Write out everything in the entries below from the line that contains "Return the mask of every instance of the white" down to the line that contains "164], [57, 179]]", keeping every character unchanged.

● ● ● ● ●

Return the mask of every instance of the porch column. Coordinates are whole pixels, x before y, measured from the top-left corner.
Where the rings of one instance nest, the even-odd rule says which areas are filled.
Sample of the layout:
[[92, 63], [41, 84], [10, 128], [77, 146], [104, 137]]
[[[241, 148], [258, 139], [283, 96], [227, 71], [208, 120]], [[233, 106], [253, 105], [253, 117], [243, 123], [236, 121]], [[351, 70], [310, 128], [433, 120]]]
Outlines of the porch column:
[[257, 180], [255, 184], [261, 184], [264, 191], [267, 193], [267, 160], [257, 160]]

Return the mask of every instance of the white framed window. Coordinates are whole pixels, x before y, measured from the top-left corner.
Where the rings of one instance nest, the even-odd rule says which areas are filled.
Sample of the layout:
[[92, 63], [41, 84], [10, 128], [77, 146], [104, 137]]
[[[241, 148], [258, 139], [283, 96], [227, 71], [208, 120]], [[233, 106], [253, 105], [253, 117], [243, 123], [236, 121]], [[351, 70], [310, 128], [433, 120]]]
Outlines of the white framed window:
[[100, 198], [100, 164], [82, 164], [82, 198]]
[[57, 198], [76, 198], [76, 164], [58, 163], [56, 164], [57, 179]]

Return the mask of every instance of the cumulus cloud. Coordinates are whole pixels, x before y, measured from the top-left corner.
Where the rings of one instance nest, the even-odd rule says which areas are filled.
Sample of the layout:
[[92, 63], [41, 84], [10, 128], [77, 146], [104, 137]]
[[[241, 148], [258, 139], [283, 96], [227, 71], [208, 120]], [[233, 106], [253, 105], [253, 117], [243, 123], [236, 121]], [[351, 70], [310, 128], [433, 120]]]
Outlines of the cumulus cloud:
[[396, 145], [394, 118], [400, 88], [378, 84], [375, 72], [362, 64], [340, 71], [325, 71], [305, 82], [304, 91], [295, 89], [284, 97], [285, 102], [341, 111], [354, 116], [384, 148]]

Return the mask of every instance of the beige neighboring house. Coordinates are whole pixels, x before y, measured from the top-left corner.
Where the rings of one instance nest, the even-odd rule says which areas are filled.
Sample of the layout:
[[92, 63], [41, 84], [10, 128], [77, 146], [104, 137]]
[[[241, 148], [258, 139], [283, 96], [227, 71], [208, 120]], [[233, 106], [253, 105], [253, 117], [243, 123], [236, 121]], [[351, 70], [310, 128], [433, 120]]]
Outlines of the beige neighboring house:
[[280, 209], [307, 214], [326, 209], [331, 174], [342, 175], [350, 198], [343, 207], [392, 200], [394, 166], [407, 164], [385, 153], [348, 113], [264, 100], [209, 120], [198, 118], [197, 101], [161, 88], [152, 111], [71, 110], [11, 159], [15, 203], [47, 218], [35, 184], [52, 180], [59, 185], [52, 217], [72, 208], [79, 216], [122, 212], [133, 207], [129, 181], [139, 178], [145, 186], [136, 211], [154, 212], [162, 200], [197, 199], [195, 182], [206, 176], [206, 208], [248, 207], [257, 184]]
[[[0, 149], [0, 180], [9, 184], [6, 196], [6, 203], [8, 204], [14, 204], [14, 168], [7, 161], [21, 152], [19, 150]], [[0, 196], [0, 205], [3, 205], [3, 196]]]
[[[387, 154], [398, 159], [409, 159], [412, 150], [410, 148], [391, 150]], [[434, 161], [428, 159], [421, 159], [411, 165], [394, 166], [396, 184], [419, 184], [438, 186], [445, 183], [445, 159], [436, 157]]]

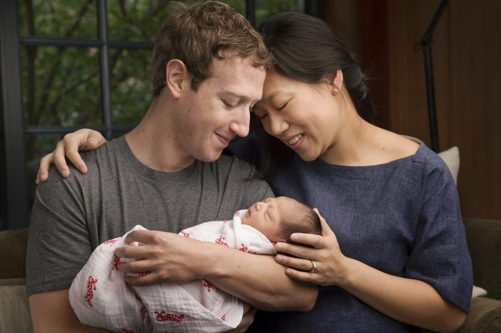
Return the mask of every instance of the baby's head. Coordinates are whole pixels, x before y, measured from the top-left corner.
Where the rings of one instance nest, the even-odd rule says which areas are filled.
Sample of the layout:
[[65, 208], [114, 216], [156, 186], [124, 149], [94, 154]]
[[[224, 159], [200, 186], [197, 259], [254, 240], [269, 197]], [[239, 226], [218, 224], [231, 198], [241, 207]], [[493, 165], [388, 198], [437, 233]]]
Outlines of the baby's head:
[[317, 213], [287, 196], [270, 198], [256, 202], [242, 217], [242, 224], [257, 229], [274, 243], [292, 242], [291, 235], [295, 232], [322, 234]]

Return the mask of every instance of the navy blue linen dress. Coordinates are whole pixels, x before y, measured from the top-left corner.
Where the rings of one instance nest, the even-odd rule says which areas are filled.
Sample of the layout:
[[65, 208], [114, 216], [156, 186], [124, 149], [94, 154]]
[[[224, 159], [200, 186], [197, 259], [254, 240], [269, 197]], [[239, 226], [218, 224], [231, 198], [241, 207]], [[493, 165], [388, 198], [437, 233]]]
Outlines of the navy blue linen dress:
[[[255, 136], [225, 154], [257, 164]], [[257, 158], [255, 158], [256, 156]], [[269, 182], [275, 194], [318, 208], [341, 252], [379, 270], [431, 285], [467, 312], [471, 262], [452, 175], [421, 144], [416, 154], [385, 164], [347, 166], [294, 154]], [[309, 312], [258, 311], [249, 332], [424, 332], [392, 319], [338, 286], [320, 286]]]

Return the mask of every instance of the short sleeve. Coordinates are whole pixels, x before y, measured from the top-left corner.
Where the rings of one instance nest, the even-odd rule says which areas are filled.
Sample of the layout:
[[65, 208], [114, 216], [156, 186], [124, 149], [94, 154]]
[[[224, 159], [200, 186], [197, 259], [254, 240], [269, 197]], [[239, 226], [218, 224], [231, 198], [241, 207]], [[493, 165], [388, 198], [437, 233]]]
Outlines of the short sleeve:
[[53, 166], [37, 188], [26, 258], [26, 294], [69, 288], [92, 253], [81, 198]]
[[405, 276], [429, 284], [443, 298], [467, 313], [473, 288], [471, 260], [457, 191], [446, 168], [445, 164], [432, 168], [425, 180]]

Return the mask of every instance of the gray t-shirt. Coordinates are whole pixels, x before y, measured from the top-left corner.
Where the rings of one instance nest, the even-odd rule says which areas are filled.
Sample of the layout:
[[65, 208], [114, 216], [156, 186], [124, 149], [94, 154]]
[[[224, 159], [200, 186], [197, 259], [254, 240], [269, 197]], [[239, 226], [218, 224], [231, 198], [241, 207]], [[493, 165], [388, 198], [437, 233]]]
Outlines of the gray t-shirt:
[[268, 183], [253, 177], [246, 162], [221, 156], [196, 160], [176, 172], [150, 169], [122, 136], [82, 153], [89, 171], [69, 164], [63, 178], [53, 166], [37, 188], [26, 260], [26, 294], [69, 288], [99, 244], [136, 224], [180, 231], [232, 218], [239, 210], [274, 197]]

● ● ● ● ●

• _Final answer_:
Return the mask of every instance of the white framed window. Coordinates are whole pixels, x before y, measured from the top-left corner.
Where the rings of one instance nest, the even-odd rule says which areas are filled.
Sample of the layout:
[[92, 63], [41, 84], [10, 128], [77, 146], [104, 137]]
[[[241, 148], [258, 139], [283, 96], [227, 71], [208, 120]], [[233, 106], [253, 105], [253, 117], [243, 123], [236, 121]], [[351, 70], [310, 128], [433, 120]]]
Outlines of the white framed window:
[[100, 198], [100, 164], [82, 164], [82, 198]]
[[57, 198], [76, 198], [76, 164], [58, 163], [56, 164], [57, 179]]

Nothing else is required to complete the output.